═════ ENTRIES SUPPLIED
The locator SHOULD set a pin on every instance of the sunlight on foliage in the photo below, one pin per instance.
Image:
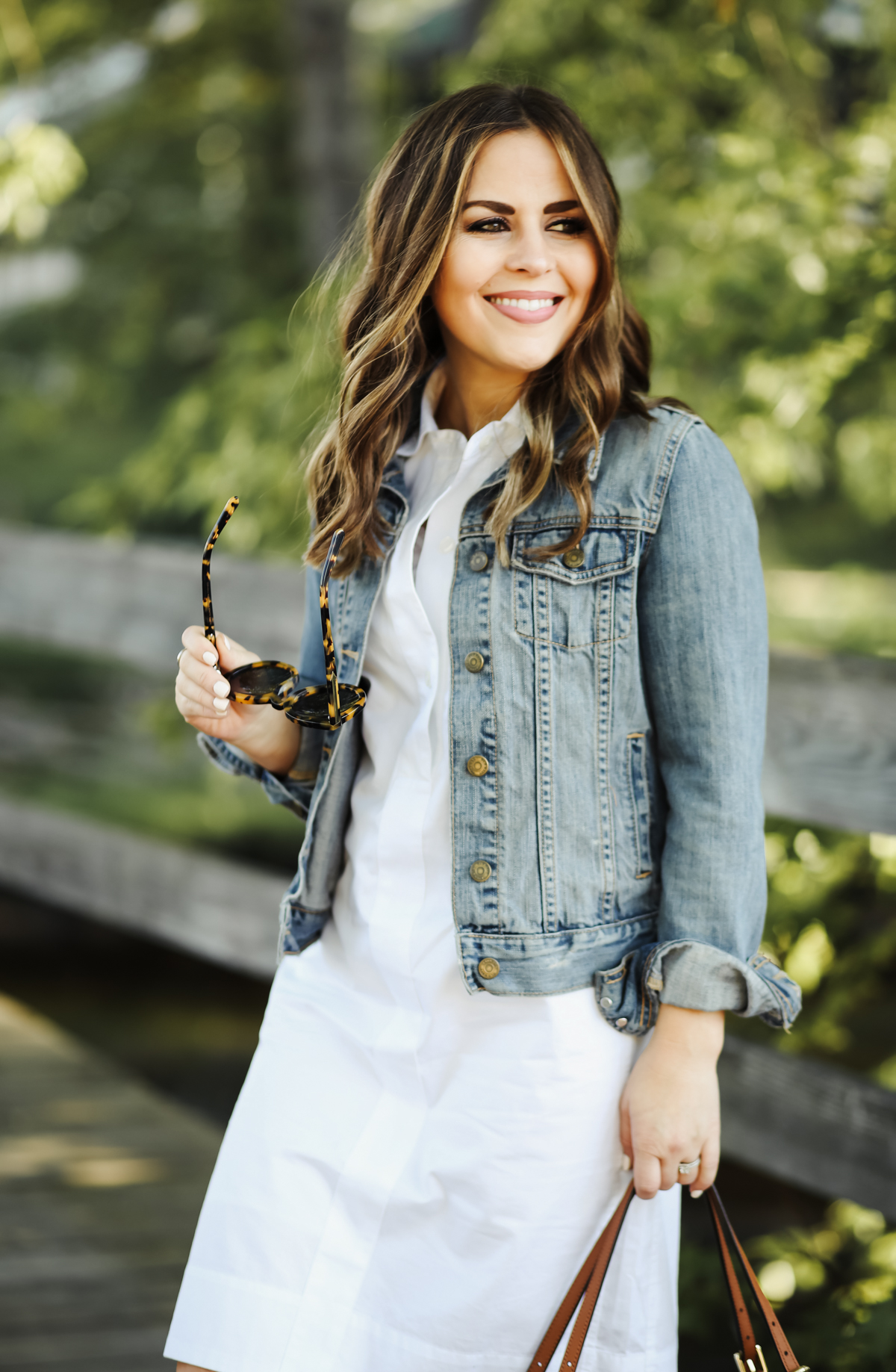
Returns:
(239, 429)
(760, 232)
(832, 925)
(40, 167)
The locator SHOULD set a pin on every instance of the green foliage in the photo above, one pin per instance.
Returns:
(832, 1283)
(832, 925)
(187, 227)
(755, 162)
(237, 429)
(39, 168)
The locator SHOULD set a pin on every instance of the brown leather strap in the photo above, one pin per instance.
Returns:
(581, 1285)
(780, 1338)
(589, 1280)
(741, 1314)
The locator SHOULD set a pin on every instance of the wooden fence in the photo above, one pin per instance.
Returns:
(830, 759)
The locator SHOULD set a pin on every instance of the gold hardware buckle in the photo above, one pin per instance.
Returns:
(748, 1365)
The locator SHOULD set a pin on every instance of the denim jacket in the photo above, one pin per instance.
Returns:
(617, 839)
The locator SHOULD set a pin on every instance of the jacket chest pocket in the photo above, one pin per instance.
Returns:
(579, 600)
══════════
═════ ENTRIES SUPPLIED
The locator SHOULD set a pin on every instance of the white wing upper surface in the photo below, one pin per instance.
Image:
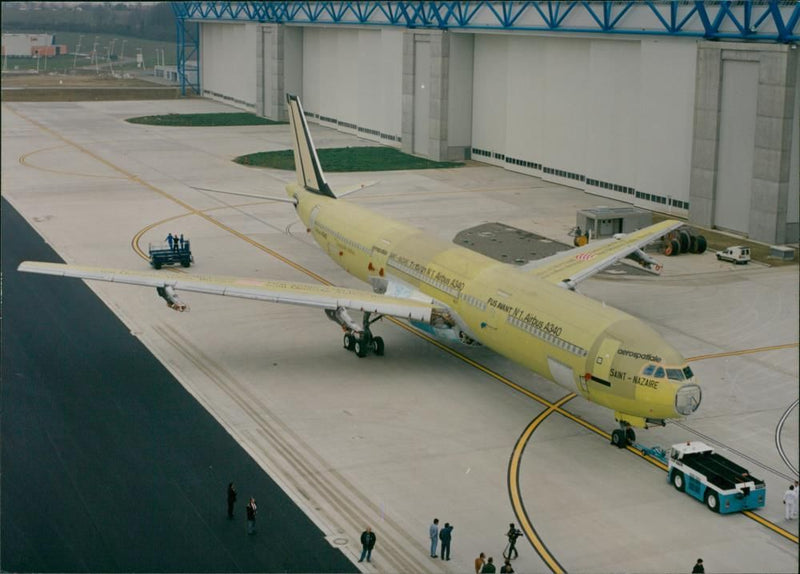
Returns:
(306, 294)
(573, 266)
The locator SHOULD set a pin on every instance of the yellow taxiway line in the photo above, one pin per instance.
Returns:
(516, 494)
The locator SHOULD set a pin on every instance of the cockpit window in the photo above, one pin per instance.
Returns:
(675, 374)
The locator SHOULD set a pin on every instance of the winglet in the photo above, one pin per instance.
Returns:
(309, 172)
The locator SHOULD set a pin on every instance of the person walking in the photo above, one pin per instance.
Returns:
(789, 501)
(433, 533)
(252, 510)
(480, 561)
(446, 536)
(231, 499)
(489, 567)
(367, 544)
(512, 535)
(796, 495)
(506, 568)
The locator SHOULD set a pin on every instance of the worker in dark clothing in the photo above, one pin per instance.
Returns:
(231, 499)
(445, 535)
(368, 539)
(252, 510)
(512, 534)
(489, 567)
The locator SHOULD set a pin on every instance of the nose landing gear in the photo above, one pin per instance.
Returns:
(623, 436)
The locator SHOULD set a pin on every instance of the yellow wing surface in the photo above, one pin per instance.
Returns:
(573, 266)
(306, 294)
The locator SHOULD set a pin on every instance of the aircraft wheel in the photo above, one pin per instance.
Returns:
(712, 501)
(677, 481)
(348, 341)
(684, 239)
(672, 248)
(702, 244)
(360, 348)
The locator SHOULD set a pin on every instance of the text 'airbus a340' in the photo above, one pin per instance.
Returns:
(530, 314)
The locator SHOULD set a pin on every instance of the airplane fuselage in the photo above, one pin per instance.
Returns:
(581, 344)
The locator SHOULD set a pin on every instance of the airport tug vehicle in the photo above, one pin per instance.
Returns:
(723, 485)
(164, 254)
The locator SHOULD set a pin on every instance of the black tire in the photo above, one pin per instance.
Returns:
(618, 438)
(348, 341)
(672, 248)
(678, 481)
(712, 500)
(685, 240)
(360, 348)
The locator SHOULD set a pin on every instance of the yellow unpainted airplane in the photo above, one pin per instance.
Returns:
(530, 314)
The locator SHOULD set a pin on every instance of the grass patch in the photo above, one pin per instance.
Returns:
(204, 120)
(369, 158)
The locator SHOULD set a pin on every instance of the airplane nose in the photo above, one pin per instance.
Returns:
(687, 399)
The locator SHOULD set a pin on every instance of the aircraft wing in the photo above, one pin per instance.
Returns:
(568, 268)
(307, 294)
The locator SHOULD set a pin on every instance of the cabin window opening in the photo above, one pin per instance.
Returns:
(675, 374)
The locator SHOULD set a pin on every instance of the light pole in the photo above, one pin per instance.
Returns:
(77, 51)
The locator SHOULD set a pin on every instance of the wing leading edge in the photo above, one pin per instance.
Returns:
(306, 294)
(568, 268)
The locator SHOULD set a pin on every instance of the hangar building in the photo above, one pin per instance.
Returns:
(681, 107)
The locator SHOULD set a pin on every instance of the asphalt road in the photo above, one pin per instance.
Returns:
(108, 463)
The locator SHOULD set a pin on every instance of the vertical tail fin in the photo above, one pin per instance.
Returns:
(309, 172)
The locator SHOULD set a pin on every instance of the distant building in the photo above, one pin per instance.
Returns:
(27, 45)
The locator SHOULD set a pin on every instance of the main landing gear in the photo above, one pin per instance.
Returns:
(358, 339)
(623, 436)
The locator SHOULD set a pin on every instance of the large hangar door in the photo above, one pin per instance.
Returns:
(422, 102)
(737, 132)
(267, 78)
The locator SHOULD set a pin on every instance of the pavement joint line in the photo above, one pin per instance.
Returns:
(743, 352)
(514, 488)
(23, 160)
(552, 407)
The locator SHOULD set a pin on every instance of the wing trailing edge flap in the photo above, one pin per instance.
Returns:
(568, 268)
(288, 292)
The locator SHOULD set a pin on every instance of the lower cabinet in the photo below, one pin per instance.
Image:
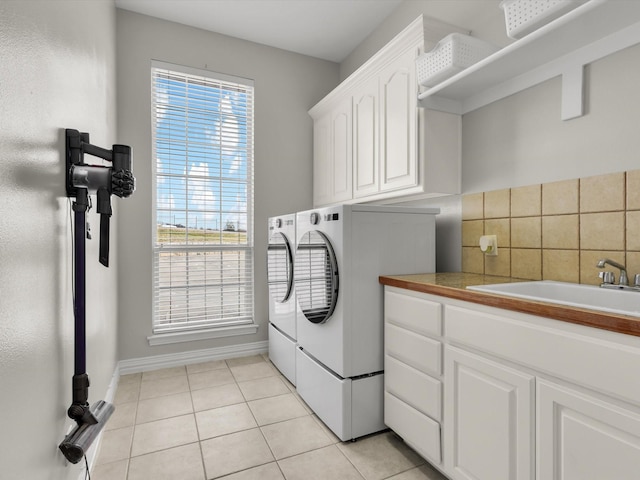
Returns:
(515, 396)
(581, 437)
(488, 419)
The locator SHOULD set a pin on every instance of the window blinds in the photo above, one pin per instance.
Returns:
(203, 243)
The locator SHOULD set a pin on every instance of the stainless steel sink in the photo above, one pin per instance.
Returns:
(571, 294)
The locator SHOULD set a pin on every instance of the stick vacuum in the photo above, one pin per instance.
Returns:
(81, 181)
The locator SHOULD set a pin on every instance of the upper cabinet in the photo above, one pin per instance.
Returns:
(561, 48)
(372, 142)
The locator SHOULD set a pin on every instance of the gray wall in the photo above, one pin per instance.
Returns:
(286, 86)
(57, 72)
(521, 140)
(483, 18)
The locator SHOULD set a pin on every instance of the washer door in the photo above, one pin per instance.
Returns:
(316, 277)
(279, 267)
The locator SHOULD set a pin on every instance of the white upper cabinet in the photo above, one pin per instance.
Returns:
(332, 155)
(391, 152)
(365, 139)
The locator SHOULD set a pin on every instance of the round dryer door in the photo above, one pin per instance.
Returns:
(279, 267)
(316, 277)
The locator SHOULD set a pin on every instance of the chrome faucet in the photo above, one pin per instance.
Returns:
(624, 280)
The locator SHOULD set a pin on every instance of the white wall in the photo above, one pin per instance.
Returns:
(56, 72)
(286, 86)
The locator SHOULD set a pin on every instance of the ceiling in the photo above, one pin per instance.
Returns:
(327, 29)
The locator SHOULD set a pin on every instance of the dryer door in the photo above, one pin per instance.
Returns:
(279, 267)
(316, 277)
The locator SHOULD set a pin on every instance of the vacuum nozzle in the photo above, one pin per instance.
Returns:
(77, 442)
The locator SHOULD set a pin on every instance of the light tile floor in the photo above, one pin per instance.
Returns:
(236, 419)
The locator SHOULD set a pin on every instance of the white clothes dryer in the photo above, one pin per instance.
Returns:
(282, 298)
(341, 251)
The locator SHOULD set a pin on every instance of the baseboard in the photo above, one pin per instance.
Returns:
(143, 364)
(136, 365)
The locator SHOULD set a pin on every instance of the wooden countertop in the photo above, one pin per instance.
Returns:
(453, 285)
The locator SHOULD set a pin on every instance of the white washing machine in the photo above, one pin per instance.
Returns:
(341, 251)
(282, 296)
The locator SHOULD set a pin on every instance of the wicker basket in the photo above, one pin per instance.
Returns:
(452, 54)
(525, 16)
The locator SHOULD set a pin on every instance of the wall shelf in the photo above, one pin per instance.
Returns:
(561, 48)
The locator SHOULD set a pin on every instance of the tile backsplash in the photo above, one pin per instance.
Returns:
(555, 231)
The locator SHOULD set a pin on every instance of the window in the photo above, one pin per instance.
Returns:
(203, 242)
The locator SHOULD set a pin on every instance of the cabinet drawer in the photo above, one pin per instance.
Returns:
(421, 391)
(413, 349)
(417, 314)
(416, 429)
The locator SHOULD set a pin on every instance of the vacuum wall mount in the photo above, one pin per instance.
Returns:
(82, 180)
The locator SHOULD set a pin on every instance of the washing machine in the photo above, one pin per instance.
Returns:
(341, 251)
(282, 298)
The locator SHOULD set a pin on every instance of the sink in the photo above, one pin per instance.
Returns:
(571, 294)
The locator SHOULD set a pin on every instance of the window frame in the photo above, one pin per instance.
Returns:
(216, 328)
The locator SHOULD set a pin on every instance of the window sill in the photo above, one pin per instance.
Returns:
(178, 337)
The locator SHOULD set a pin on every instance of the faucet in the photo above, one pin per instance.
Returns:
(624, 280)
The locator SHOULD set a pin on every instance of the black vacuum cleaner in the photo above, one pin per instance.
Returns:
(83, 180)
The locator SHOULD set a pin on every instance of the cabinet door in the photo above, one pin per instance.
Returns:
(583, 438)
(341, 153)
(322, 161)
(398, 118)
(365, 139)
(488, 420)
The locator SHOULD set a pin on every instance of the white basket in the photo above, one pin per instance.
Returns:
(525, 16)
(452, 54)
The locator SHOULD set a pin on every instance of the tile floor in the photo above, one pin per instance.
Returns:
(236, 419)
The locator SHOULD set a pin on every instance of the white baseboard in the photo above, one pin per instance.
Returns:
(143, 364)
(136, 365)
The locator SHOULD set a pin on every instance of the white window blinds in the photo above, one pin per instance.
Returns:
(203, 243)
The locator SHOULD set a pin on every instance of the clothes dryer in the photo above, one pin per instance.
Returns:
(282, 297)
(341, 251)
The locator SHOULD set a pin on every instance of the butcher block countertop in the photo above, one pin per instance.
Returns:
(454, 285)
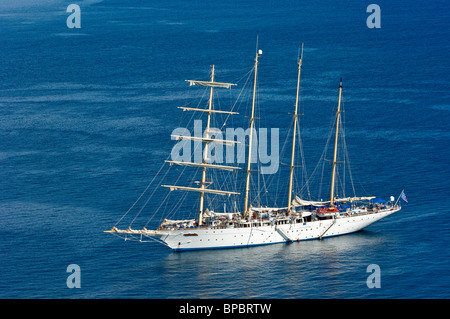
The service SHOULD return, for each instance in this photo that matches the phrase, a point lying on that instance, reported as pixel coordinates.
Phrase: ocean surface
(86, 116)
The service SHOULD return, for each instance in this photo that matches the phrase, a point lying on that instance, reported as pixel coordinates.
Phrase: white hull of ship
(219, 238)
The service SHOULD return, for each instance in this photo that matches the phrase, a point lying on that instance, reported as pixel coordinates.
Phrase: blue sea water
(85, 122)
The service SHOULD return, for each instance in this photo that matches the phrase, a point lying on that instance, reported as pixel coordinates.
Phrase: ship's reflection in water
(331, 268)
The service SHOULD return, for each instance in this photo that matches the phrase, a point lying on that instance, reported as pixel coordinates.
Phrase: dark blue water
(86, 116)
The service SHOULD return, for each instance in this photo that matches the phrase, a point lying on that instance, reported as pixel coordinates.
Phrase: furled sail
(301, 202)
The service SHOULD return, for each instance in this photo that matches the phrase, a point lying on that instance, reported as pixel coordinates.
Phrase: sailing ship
══════════
═════ ENTRIES SUPPLIED
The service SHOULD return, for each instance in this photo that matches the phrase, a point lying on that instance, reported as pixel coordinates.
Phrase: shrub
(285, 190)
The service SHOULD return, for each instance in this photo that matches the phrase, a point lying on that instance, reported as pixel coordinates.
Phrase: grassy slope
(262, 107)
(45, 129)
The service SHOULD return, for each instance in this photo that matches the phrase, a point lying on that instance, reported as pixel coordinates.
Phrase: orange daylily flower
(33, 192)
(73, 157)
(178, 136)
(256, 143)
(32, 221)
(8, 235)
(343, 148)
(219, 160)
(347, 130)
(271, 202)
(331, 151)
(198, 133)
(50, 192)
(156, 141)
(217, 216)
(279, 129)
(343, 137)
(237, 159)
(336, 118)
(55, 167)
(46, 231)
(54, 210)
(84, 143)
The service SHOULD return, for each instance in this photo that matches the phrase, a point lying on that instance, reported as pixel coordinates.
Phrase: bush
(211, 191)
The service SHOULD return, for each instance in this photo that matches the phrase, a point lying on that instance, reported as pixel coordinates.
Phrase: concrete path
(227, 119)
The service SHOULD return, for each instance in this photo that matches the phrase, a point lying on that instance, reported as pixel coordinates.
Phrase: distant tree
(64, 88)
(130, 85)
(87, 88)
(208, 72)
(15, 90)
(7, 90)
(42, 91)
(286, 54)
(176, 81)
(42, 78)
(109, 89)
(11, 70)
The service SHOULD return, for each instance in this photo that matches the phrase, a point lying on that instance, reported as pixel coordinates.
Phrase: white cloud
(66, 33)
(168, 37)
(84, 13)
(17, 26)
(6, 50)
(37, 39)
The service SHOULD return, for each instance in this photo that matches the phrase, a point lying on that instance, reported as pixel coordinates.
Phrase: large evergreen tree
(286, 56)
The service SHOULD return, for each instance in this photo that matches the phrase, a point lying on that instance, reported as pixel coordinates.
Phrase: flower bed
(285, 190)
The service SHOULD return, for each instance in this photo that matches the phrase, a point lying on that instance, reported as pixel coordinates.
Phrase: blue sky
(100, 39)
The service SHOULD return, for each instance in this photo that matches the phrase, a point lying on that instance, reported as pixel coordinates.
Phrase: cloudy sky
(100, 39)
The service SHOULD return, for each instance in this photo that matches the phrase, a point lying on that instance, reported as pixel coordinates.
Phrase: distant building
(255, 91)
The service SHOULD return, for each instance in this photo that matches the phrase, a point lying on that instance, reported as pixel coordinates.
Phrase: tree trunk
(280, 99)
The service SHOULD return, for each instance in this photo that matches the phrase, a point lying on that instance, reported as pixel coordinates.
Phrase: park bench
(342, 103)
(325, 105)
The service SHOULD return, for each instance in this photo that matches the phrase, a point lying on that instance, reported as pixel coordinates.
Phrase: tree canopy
══════════
§ GOAL: Collect every line of the material above that contains the word "countertop" and copy each one in full.

§ THE COMPLETED TASK:
The locator SHOULD set a pin on every instance of the wooden countertop in the photo above, one pin per instance.
The locator SHOULD set a pin on every instance of the butcher block countertop in the photo above, one pin per instance.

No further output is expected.